What the task asks: From the entries below, copy out every line with "white" in it.

Exercise data:
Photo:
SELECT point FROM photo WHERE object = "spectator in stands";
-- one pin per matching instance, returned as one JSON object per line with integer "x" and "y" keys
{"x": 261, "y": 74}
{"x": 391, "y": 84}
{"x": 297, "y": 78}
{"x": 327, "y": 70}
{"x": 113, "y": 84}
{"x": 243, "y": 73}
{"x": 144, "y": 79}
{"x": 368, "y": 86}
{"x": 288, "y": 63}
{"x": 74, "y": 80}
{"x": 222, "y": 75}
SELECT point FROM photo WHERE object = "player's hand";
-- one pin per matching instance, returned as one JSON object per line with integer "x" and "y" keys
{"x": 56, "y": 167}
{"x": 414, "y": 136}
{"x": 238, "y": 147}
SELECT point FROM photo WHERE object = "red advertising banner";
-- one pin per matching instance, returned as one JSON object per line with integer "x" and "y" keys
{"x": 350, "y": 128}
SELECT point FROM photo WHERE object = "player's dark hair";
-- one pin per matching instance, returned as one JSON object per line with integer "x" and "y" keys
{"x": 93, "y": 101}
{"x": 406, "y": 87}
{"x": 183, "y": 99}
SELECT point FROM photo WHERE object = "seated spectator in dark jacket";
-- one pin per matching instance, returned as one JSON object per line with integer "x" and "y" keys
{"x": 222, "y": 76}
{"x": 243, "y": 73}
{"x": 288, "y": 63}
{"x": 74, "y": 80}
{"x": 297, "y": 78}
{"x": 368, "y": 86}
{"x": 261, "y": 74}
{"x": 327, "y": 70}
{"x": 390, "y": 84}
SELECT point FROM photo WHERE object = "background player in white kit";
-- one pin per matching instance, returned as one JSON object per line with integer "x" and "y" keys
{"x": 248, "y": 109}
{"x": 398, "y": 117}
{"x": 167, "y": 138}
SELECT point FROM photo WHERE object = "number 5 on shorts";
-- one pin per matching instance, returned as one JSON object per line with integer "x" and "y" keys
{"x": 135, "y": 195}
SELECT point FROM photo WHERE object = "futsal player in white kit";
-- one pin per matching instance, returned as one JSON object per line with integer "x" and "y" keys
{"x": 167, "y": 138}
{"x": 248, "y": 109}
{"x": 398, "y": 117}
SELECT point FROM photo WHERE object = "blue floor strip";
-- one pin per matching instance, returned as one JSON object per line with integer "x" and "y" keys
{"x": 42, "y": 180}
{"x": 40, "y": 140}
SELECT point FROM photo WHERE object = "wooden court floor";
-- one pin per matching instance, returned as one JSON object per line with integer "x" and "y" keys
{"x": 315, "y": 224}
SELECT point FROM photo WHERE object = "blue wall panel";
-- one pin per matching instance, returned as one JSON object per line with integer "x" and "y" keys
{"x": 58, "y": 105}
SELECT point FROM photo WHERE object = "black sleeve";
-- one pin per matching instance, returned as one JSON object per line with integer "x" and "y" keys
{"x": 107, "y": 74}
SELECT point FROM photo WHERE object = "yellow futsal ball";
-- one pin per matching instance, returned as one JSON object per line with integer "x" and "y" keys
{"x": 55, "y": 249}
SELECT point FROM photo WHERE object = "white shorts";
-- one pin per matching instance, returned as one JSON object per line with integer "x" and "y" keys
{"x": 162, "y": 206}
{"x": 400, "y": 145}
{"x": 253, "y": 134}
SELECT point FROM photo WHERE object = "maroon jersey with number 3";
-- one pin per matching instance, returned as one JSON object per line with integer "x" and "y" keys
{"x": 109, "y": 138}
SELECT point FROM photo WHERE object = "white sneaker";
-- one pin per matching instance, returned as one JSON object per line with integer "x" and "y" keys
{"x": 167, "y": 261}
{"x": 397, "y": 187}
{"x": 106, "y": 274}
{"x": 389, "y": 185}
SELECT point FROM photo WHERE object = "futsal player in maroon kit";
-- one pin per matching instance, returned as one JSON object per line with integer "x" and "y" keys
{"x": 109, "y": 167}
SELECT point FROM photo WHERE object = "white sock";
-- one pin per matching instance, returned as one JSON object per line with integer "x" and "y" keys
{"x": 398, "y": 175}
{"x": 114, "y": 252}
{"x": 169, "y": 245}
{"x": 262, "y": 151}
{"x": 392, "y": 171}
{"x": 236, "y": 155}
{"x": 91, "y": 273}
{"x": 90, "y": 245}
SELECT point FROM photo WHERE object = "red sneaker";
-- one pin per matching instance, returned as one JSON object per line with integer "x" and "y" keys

Output:
SELECT point FROM photo WHERE object = "background player in white kit";
SELECT point FROM photo WHERE object = "futsal player in white kit";
SELECT point FROM photo WHERE object = "white shorts";
SELECT point FROM photo WHERE object = "white sneaker";
SELECT point FROM photo WHERE object = "white sock";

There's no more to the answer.